§ BRIEF:
Exactly reproduce the lines from the one holding "Challenge: find every instance of overcast" through the final line of the listing below, with both ends included and nothing else.

=== Begin Enclosure ===

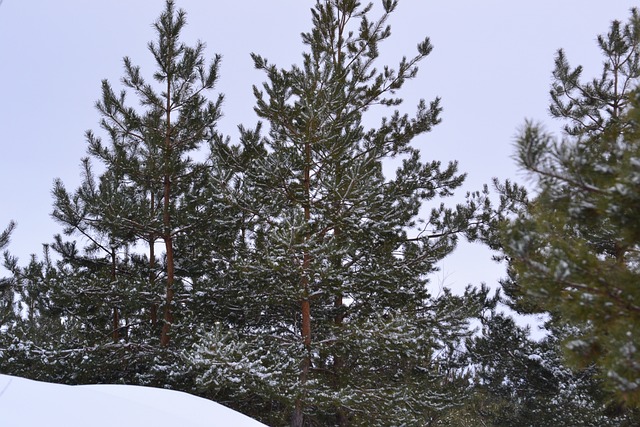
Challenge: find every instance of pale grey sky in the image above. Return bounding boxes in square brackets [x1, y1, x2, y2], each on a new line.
[0, 1, 637, 302]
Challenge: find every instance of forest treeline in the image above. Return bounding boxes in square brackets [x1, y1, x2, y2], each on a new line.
[1, 1, 640, 426]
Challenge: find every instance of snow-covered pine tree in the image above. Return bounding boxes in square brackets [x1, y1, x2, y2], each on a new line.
[503, 8, 640, 405]
[447, 313, 637, 426]
[549, 8, 640, 138]
[52, 0, 226, 349]
[51, 163, 146, 344]
[0, 221, 17, 340]
[0, 245, 89, 383]
[190, 1, 492, 425]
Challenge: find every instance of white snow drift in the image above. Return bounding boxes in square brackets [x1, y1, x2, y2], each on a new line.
[0, 374, 266, 426]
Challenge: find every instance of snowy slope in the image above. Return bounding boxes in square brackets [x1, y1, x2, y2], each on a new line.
[0, 374, 266, 426]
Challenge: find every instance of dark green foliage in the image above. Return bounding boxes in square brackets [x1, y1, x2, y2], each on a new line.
[187, 1, 496, 425]
[550, 8, 640, 137]
[8, 1, 640, 426]
[0, 221, 16, 331]
[437, 312, 639, 426]
[501, 8, 640, 405]
[1, 0, 231, 389]
[49, 0, 227, 348]
[0, 221, 14, 252]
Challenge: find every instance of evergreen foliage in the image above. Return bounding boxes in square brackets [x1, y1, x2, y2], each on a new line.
[0, 221, 16, 335]
[1, 0, 231, 390]
[502, 8, 640, 405]
[452, 314, 637, 426]
[5, 1, 640, 426]
[0, 221, 14, 252]
[188, 1, 494, 425]
[549, 8, 640, 137]
[50, 0, 226, 349]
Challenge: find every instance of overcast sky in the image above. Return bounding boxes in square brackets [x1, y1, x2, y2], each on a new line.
[0, 1, 637, 304]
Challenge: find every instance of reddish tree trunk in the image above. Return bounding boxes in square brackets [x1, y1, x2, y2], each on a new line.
[160, 233, 175, 347]
[149, 234, 158, 328]
[149, 193, 158, 328]
[111, 249, 119, 342]
[292, 137, 313, 427]
[160, 77, 174, 348]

=== End Enclosure ===

§ REPLY TO THE TASK:
Challenge: find every instance of overcast sky in the image above. Return bounding boxes in square brackets [x1, y1, x2, y2], each on a new line.
[0, 1, 637, 304]
Challenge: find every instance of reddish tree trunk in the image above. Return bounding boxes in square brackets [x1, y1, x2, y2], each on a new line.
[160, 233, 175, 347]
[149, 234, 158, 328]
[149, 193, 158, 328]
[111, 249, 119, 342]
[292, 137, 313, 427]
[160, 77, 174, 348]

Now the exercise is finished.